===== EXTRAIT CHOISI =====

Au cours de leur pro­gramme heb­do­madaire, Jim et Tam­my invi­taient d’autres évangélistes, des célébrités et des som­mités, comme Ronald Rea­gan ou Lar­ry Flint – l’éditeur du mag­a­zine porno Hus­tler. Tam­my, la véri­ta­ble vedette de l’émission, était admirée aus­si bien pour ses chan­sons, son atti­tude can­dide envers tout un cha­cun, ses con­seils sur la reli­gion catholique que pour ses extrav­a­gances, ses maquil­lages et ses séances émo­tion­nelles de pleurs à l’écran qui sec­ouaient les spec­ta­teurs. Elle soute­nait la cause des homo­sex­uels et prit leur défense auprès d’autres évangélistes pen­dant la crise du sida.

Katie Bray­ben et Chris­t­ian Bor­le © Matthew Murphy

Quand Jim fut accusé d’avoir vio­lé une admi­ra­trice, Tam­my demeu­ra à ses côtés, jusqu’au jour où le gou­verne­ment inter­vint et accusa son mari d’avoir payé sa vic­time pour qu’elle reste silen­cieuse puis, enquê­tant davan­tage sur ses activ­ités, décou­vrit des fraudes fis­cales qui lui val­urent une sen­tence de quar­ante-cinq ans en prison. L’émis­sion fut dépro­gram­mée et Tam­my, restée seule et sans le sou après le paiement des impôts au gou­verne­ment, épousa le directeur d’un cen­tre immo­bili­er, qui devait être égale­ment accusé de fraude fis­cale. Elle décé­da en 2007 d’un cancer.

Même si la fig­ure de Tam­my n’est pas recom­mand­able, son aspect tout à fait hors du com­mun explique sans doute qu’elle soit dev­enue le sujet d’une comédie musi­cale. James Gra­ham, célèbre libret­tiste anglais, s’y attacha, suivi bien­tôt par Elton John, l’un des grands noms de la musique pop­u­laire et théâ­trale. Tam­my Faye, qui résul­ta de cette col­lab­o­ra­tion, fut créé à Lon­dres le 13 octo­bre 2022 au Théâtre Almei­da dans une mise en scène de Rupert Goold et une choré­gra­phie de Lynne Page. Le rôle prin­ci­pal de Tam­my Faye était tenu par Katie Bray­ben, qui fut récom­pen­sée du Lau­rence Olivi­er Award de la meilleure actrice dans une comédie musi­cale. La pièce res­ta à l’affiche jusqu’au 2 décembre.

Katie Bray­ben et Chris­t­ian Bor­le © Matthew Murphy

On peut se deman­der pourquoi, étant don­né cette courte car­rière à Lon­dres, la comédie musi­cale Tam­my arrive à Broad­way. Certes, la présence de Katie Bray­ben est une rai­son val­able. Nou­velle venue à New York, l’actrice, dotée d’une voix puis­sante qui porte et n’est pas sans rap­pel­er par moments le style de Dol­ly Par­ton, est un joy­au remar­quable. Mais c’est bien là le seul élé­ment solide de cette comédie musi­cale. Mal­heureuse­ment, les chan­sons d’Elton John – sur des paroles de Jake Shears, chef de file du groupe musi­cal Scis­sor Sis­ters –, ne sont pas à l’exemple des par­ti­tions qu’il a com­posées pour d’autres œuvres mémorables telles que The Lion King ou Aida.

=====

_CONSIGNE_
Dans l'extrait sur la comédie musicale Tammy Faye, recopiez mot pour mot le passage qui commence aux mots « Au cours de » et s'arrête après les mots « la crise du sida. ».

===== DONNÉES À EXAMINER =====

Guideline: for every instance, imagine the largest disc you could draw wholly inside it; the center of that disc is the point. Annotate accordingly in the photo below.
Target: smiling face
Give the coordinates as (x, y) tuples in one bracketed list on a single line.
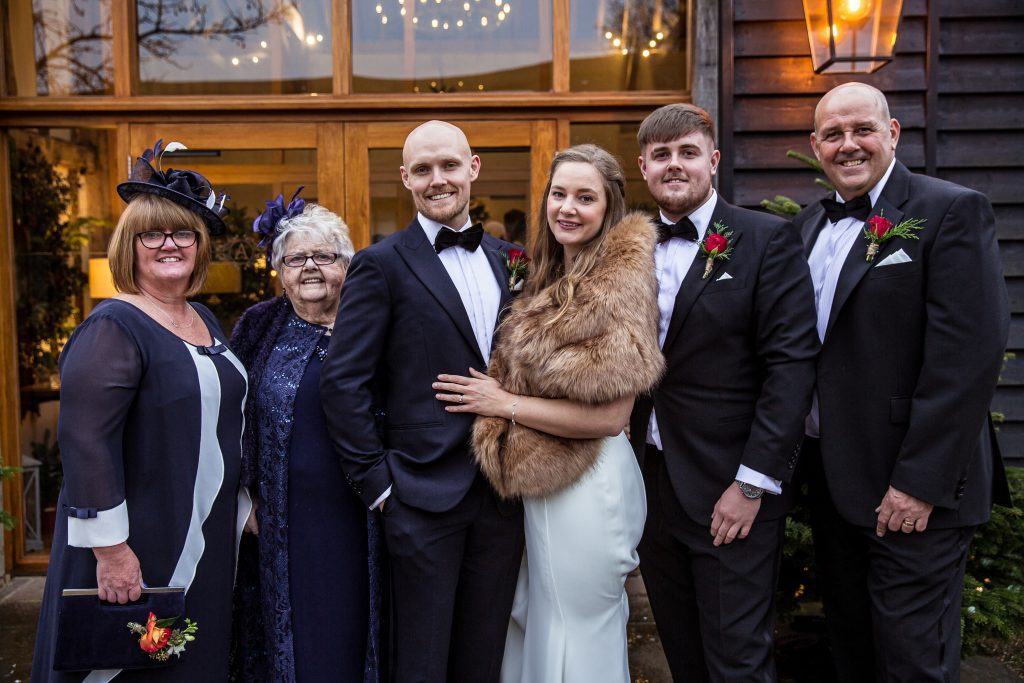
[(165, 269), (576, 206), (438, 169), (854, 138), (312, 285), (679, 172)]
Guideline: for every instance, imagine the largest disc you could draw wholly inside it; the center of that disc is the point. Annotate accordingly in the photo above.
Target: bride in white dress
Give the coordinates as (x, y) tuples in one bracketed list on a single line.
[(576, 348)]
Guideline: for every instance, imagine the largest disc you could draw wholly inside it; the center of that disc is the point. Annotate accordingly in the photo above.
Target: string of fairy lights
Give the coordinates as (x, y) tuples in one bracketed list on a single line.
[(450, 14)]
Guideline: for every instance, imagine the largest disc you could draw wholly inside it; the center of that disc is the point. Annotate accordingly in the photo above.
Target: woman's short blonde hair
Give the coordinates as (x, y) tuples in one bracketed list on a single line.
[(148, 212)]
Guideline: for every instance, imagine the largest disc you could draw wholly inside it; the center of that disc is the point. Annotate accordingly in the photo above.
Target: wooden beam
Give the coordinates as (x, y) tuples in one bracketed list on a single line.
[(125, 26), (560, 45), (10, 410), (331, 167), (356, 183)]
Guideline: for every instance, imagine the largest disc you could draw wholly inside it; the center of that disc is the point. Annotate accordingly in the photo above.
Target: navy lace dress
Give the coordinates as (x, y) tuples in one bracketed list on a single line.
[(150, 433), (308, 599)]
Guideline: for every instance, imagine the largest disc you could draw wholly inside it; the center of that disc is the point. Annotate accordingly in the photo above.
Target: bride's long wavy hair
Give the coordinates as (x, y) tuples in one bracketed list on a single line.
[(548, 256)]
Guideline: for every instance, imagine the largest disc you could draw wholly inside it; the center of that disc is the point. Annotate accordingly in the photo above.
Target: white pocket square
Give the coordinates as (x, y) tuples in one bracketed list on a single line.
[(896, 257)]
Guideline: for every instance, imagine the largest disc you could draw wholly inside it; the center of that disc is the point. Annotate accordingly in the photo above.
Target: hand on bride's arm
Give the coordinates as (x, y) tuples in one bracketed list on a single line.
[(559, 417), (477, 393)]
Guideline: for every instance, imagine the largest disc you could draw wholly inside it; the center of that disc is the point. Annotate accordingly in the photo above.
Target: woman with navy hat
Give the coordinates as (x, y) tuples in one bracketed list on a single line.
[(152, 410)]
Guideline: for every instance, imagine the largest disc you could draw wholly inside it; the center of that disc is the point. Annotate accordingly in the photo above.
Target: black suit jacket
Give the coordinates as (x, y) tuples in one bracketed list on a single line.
[(740, 366), (400, 323), (911, 355)]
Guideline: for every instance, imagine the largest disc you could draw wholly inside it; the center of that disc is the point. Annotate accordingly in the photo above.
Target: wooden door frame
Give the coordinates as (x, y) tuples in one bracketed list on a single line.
[(539, 135)]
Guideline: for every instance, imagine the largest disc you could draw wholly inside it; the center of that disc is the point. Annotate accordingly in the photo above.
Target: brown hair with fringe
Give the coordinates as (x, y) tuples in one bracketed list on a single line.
[(674, 121), (549, 256), (148, 212)]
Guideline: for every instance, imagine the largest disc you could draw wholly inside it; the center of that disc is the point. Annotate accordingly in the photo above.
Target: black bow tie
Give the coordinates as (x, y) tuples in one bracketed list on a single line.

=====

_CORRIGÉ_
Au cours de leur pro­gramme heb­do­madaire, Jim et Tam­my invi­taient d’autres évangélistes, des célébrités et des som­mités, comme Ronald Rea­gan ou Lar­ry Flint – l’éditeur du mag­a­zine porno Hus­tler. Tam­my, la véri­ta­ble vedette de l’émission, était admirée aus­si bien pour ses chan­sons, son atti­tude can­dide envers tout un cha­cun, ses con­seils sur la reli­gion catholique que pour ses extrav­a­gances, ses maquil­lages et ses séances émo­tion­nelles de pleurs à l’écran qui sec­ouaient les spec­ta­teurs. Elle soute­nait la cause des homo­sex­uels et prit leur défense auprès d’autres évangélistes pen­dant la crise du sida.